- _Work required_: Repeat every entry in full. Match each line exactly.

- _Input_:
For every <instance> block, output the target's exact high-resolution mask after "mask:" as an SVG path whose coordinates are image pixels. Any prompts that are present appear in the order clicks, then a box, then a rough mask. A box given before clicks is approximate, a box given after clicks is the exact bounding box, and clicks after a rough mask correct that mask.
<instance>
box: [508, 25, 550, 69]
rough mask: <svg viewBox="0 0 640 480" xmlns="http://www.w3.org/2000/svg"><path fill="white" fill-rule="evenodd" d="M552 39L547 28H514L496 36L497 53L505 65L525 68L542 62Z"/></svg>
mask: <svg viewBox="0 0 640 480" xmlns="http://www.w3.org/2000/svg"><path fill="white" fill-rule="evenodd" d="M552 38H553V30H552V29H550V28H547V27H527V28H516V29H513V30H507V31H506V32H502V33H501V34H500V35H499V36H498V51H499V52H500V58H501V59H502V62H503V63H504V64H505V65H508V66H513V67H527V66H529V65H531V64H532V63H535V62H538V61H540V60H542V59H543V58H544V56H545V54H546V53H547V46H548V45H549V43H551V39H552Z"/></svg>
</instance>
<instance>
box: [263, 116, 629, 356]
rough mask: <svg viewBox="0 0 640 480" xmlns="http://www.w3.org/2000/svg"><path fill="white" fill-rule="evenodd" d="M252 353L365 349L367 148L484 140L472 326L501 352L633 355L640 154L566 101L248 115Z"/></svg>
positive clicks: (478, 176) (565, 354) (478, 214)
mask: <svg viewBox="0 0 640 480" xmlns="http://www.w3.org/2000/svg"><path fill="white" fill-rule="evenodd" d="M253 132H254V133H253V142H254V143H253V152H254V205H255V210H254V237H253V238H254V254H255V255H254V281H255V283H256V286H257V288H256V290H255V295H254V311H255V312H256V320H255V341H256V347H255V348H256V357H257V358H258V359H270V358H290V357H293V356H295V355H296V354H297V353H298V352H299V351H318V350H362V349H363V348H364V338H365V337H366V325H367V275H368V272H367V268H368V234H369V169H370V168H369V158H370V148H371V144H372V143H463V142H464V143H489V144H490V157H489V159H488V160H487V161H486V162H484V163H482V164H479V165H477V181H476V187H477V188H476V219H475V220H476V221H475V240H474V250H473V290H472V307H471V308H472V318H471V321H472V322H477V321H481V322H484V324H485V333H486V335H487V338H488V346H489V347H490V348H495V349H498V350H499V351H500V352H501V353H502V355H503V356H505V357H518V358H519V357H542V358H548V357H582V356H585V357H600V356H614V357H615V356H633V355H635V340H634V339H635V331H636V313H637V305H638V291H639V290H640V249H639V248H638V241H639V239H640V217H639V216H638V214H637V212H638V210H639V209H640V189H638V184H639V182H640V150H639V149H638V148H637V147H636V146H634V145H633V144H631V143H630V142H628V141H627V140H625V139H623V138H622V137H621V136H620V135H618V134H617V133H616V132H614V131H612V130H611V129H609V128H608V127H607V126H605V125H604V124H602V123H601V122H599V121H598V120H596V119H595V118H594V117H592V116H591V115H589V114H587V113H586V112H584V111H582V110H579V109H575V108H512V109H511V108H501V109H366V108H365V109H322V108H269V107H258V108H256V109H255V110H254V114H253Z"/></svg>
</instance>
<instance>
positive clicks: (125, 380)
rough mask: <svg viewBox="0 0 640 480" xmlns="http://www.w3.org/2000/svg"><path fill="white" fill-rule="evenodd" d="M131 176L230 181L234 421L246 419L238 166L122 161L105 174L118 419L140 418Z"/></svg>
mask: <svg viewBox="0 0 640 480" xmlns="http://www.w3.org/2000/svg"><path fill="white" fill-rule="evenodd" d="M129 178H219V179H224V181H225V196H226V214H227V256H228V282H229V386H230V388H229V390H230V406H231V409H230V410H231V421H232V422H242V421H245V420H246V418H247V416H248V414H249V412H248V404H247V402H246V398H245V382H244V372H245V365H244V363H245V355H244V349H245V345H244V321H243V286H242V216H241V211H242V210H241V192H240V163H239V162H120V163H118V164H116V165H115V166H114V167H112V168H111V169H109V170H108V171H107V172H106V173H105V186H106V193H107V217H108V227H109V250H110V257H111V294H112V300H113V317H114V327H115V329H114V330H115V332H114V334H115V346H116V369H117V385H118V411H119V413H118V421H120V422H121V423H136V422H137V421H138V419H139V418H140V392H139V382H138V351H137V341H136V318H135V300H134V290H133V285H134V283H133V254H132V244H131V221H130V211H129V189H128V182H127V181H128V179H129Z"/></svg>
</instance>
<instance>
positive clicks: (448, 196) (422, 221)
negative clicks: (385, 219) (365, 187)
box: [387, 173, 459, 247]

- _Answer_:
For every <instance> block, output the target's exact high-resolution mask after "mask:" as an SVG path whose coordinates are image pixels. Any prompts that are present appear in the order clicks, then a box, then a rough mask. A box given before clicks is approximate, a box given after clicks is the exact bounding box, and clicks after a rough mask correct that mask.
<instance>
box: [508, 25, 550, 69]
rough mask: <svg viewBox="0 0 640 480" xmlns="http://www.w3.org/2000/svg"><path fill="white" fill-rule="evenodd" d="M552 39L547 28H514L496 36L497 53L505 65L525 68L542 62Z"/></svg>
mask: <svg viewBox="0 0 640 480" xmlns="http://www.w3.org/2000/svg"><path fill="white" fill-rule="evenodd" d="M552 38H553V30H552V29H550V28H547V27H527V28H516V29H513V30H507V31H506V32H502V33H501V34H500V35H499V36H498V51H499V52H500V58H501V59H502V62H503V63H504V64H505V65H508V66H513V67H527V66H529V65H531V64H532V63H535V62H538V61H540V60H542V59H543V58H544V56H545V54H546V53H547V46H548V45H549V43H551V39H552Z"/></svg>
</instance>
<instance>
box: [263, 116, 629, 356]
rough mask: <svg viewBox="0 0 640 480" xmlns="http://www.w3.org/2000/svg"><path fill="white" fill-rule="evenodd" d="M252 353L365 349L367 148L484 140L472 326L501 352L633 355L640 154L566 101L248 115Z"/></svg>
positive clicks: (478, 176) (565, 354) (478, 214)
mask: <svg viewBox="0 0 640 480" xmlns="http://www.w3.org/2000/svg"><path fill="white" fill-rule="evenodd" d="M253 132H254V133H253V142H254V143H253V152H254V205H255V210H254V237H253V238H254V254H255V255H254V281H255V283H256V286H257V288H256V290H255V295H254V311H255V312H256V320H255V341H256V347H255V348H256V357H257V358H258V359H270V358H290V357H293V356H295V355H296V354H297V353H298V352H299V351H318V350H362V349H363V348H364V338H365V337H366V325H367V275H368V272H367V268H368V234H369V169H370V168H369V158H370V148H371V144H372V143H463V142H464V143H489V144H490V157H489V159H488V160H487V161H486V162H484V163H482V164H479V165H477V181H476V187H477V188H476V219H475V220H476V221H475V240H474V250H473V290H472V307H471V308H472V318H471V321H472V322H477V321H481V322H484V324H485V333H486V335H487V338H488V346H489V347H490V348H495V349H498V350H499V351H500V352H501V353H502V355H503V356H505V357H518V358H519V357H542V358H548V357H582V356H585V357H600V356H614V357H615V356H633V355H635V340H634V339H635V331H636V313H637V305H638V291H639V290H640V249H639V248H638V241H639V239H640V217H639V216H638V214H637V212H638V210H639V209H640V189H638V184H639V182H640V150H639V149H638V148H637V147H636V146H634V145H633V144H631V143H630V142H628V141H627V140H625V139H623V138H622V137H621V136H620V135H618V134H617V133H616V132H614V131H612V130H611V129H609V128H608V127H607V126H605V125H604V124H602V123H601V122H599V121H598V120H596V119H595V118H594V117H592V116H591V115H589V114H587V113H586V112H584V111H582V110H579V109H575V108H512V109H511V108H501V109H366V108H365V109H322V108H269V107H258V108H256V109H255V110H254V114H253Z"/></svg>
</instance>
<instance>
positive clicks: (125, 380)
rough mask: <svg viewBox="0 0 640 480" xmlns="http://www.w3.org/2000/svg"><path fill="white" fill-rule="evenodd" d="M131 176L230 181L234 421L246 419L238 166L122 161L105 174L118 419L140 418Z"/></svg>
mask: <svg viewBox="0 0 640 480" xmlns="http://www.w3.org/2000/svg"><path fill="white" fill-rule="evenodd" d="M129 178H219V179H224V181H225V196H226V214H227V256H228V282H229V386H230V388H229V390H230V406H231V409H230V410H231V421H232V422H242V421H245V420H246V418H247V416H248V414H249V412H248V404H247V402H246V398H245V382H244V372H245V365H244V363H245V355H244V349H245V345H244V321H243V286H242V216H241V211H242V210H241V192H240V163H239V162H120V163H118V164H116V165H115V166H114V167H112V168H111V169H109V170H108V171H107V172H106V173H105V186H106V193H107V217H108V227H109V250H110V257H111V294H112V300H113V317H114V327H115V329H114V330H115V332H114V334H115V346H116V369H117V385H118V411H119V413H118V421H120V422H121V423H136V422H137V421H138V419H139V418H140V392H139V382H138V351H137V341H136V318H135V300H134V290H133V285H134V283H133V254H132V244H131V221H130V211H129V189H128V182H127V181H128V179H129Z"/></svg>
</instance>
<instance>
positive clicks: (448, 196) (422, 221)
negative clicks: (385, 219) (365, 187)
box: [387, 173, 459, 247]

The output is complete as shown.